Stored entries
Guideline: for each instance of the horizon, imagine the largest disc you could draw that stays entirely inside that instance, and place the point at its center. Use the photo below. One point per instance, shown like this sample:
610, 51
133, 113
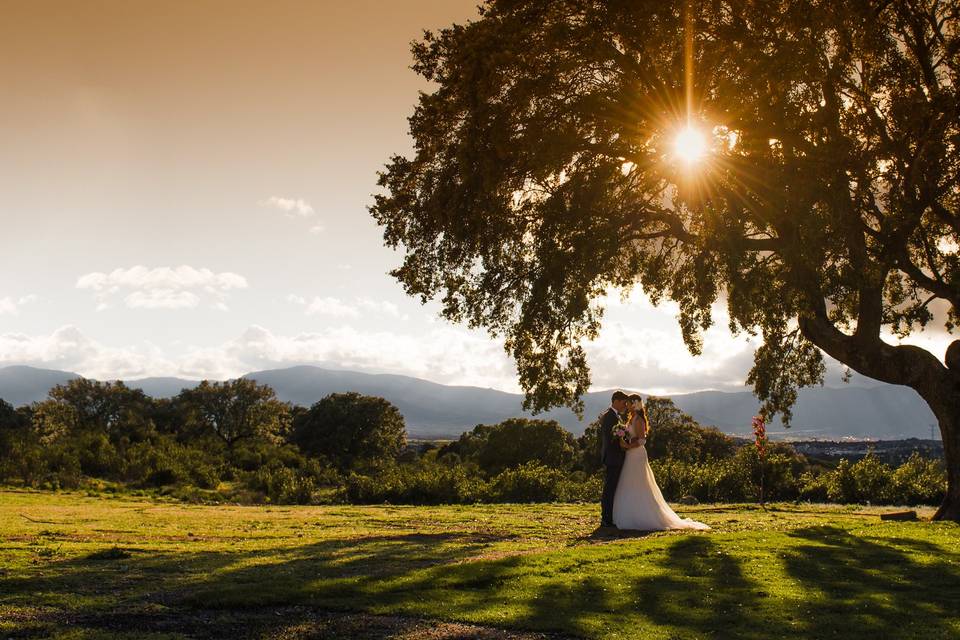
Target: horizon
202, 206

*Problem description*
Output every line of the stored entries above as a numbered list, skipping blank lines and omitting the pictures.

*Response*
1. Guideline: for each instance of the horizon, imagine the largest disc you could draw that stays entirely inside that instance, and place the point at its center. Use the photo below. One point per instance, shown like this sample:
2. 610, 51
3. 133, 113
4. Target: horizon
5. 202, 206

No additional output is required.